◆ **Page excerpt**
## start

Opec to contribute two-thirds of total production cut, with other key producers weighing in

A cut of 1.2 million barrels per day in oil production has been agreed between Opec and key non-Opec producing countries.

The majority of the cut - 800,000 bpd - is to come from Opec, with other producers to curb output by a cumulative 400,000 bpd.

No timeline has been put on the duration of the cut, with Opec also failing to disclose a breakdown of how much each of its members will curtail their output.

However, the deal will be reviewed in April.

Iran and Libya have been exempted from Opec's cuts, while it is also thought Venezuela has been exempted.

It is thought that Opec kingpin Saudi Arabia will bear the largest burden of cuts in the cartel, with key allies United Arab Emirates and Kuwait also likely to be picking up a relatively large portion of the total.

Non-Opec producers are meeting in Vienna on Friday afternoon, after which it is expected more details will be given.

Russia is expected to be the largest contributor to the 400,000 bpd cut among key non-Opec producers, with indications that it will contribute 200,000 bpd to the total.

The non-Opec producers were earlier on Friday at an impasse as regards cuts, before Russia stepped in and a deal on a cut was agreed.

All of the cuts are from the October baseline.

News of the cuts has buoyed oil prices on Friday afternoon, with Brent crude up almost 5% on the day at $63.15 per barrel at around 2:45pm GMT, with WTI at $53.92

With Opec failing on Thursday to agree details on a cut in production, although coming to a tentative agreement that there will be curbs on output, the group met again in the Austrian capital on Friday morning ahead of a meeting with select non-Opec producers, primarily Russia.

## end

◆ **Things to do**
**a.** In the article on the oil production cut, condense the paragraph beginning "It is thought that Opec kingpin Saudi Arabia" into a short bulleted list that keeps its main facts.
**b.** Carry on the article about the Opec production cut from its final sentence.
The material after this point comes from a separate, unrelated source.

◆ **Material provided**
## start

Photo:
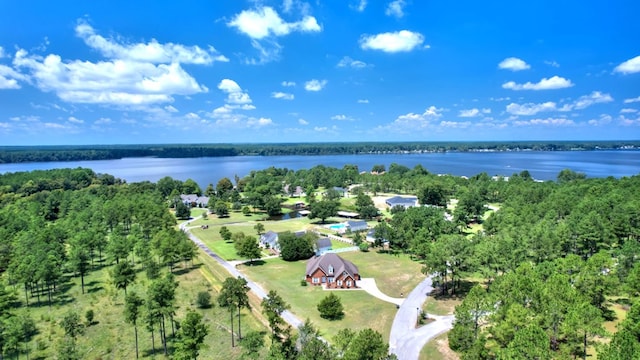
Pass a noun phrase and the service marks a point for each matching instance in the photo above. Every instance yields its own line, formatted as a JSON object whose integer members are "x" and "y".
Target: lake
{"x": 543, "y": 165}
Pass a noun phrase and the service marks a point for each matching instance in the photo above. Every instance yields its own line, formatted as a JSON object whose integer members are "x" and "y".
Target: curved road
{"x": 405, "y": 340}
{"x": 286, "y": 315}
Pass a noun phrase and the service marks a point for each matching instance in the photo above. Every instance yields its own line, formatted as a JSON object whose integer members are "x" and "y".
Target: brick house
{"x": 332, "y": 271}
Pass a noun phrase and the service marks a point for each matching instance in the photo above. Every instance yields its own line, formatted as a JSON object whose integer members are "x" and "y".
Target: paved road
{"x": 286, "y": 315}
{"x": 405, "y": 340}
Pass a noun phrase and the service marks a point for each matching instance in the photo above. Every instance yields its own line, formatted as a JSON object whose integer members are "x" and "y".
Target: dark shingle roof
{"x": 330, "y": 259}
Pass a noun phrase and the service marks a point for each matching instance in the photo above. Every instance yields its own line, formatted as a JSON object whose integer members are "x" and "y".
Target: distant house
{"x": 332, "y": 271}
{"x": 357, "y": 225}
{"x": 322, "y": 246}
{"x": 194, "y": 200}
{"x": 404, "y": 201}
{"x": 270, "y": 240}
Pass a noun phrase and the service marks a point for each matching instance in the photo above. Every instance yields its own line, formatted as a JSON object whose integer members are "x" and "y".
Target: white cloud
{"x": 396, "y": 8}
{"x": 595, "y": 97}
{"x": 629, "y": 67}
{"x": 392, "y": 42}
{"x": 603, "y": 120}
{"x": 530, "y": 108}
{"x": 582, "y": 102}
{"x": 152, "y": 52}
{"x": 555, "y": 82}
{"x": 513, "y": 64}
{"x": 342, "y": 117}
{"x": 235, "y": 95}
{"x": 281, "y": 95}
{"x": 264, "y": 22}
{"x": 545, "y": 122}
{"x": 359, "y": 6}
{"x": 473, "y": 112}
{"x": 75, "y": 120}
{"x": 315, "y": 85}
{"x": 349, "y": 62}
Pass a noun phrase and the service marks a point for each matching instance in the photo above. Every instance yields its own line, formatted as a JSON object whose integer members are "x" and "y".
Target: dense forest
{"x": 20, "y": 154}
{"x": 539, "y": 280}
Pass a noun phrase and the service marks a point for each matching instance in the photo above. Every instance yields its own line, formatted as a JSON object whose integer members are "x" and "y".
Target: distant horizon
{"x": 137, "y": 72}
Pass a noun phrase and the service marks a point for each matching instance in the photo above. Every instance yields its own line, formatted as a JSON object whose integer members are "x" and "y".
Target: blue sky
{"x": 114, "y": 72}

## end

◆ **Task-by-task results**
**a.**
- Saudi Arabia, Opec's leading member, is expected to bear the largest share of the cartel's cuts.
- Its key allies, the United Arab Emirates and Kuwait, are also likely to take on a relatively large portion of the total.

**b.**
Investec's head of commodities Callum MacPherson said in a market note after the decision to cut 1.2 million bpd: "With the attention increasingly focused on the Saudi conundrum, the market (which has reacted positively so far) seems to have forgotten Iran, where the fall in oil exports accelerated last month.

"Today’s Opec+ cut, reported to be 1.2 million bpd – which is still subject to ratification in the closed session currently under way – could put the market into a moderate deficit in 2019 when the continued fall in Iranian exports, and recent cuts announced by Canada, are taken into account.

"While it might take the market some time to digest this development, there is scope for an unwinding of the sell-off we have seen in recent weeks, which might see Brent returning to a $70 per barrel-plus level."

UK-based energy consultancy Wood Mackenzie said the fact a deal has been agreed is no surprise.

Vice president of macro oil Ann-Louise Hittle said: "The decision is likely to be met with support from some US producers who were concerned that without a deal, WTI prices would fall further, possibly curtailing 2019 drilling activity.

“A production cut of 1.2 million bpd would tighten the oil market by the third quarter of 2019 and cause prices to rise back above $70 per barrel for Brent.

“It would help producers contend with the strength of US supply growth in 2019 when we expect a year-on-year increase of 2.4 million b/d in non-Opec production as US supply continues to gain sharply.

“That compares to our forecast for oil demand to increase by just 1.1 million bpd in 2019, leaving little room for a significant increase in Opec production next year and making a production cut necessary to stabilise prices.

"For most nations, self-interest ultimately prevails.

“Saudi Arabia has a long-term goal of managing the oil market to avoid the sharp falls and spikes which hurt demand and the ability of the industry to develop supply. On top of this, Saudi Arabia also needs higher oil revenues to fund domestic Saudi spending.

“For the US, oil prices already oil prices have fallen from $85 to $60 a barrel for Brent easing pressure on consumers.”